Return all of the entries below word for word, keeping every line and its order unchanged.

-- Begin --

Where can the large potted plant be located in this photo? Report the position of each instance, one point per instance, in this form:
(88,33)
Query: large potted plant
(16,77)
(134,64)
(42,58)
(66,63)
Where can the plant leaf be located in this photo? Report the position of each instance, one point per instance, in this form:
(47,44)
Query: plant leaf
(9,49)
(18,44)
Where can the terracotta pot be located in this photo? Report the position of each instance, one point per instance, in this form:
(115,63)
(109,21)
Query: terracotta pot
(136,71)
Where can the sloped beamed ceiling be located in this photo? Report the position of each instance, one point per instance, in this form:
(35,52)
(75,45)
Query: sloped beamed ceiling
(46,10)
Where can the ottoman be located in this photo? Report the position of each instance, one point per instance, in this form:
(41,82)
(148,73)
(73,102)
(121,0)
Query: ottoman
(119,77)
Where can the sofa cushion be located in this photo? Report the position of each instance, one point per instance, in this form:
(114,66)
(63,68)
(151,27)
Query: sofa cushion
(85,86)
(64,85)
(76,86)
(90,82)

-- End --

THE REPLY>
Where can the large potted plant be located in this photo? Report the position of each instance, one point per instance, in this form:
(88,33)
Query: large potted plant
(16,77)
(134,64)
(42,58)
(66,63)
Where can the plant leaf be located in this photo? Report the position of each instance, one point per instance, in this form:
(47,44)
Query: plant leaf
(9,49)
(18,44)
Where can the terracotta pot be located in this photo? Report the position of each instance, one point per instance, in this form:
(115,63)
(109,21)
Query: terracotta pot
(136,71)
Where can the sloped beamed ceiling be located in this photo? Report the position of each instance, one point per instance, in this form:
(35,52)
(75,45)
Query: sloped beamed ceiling
(46,10)
Where can the ottoman be located in this photo? Report the position of each instance, one point per instance, in this form:
(41,82)
(148,73)
(73,102)
(121,0)
Query: ottoman
(119,77)
Where can the sofa cushion be located in this photo? Report the position of each instance, one point per instance, in this form:
(114,66)
(63,68)
(151,27)
Query: sofa cushion
(85,86)
(64,85)
(76,86)
(90,82)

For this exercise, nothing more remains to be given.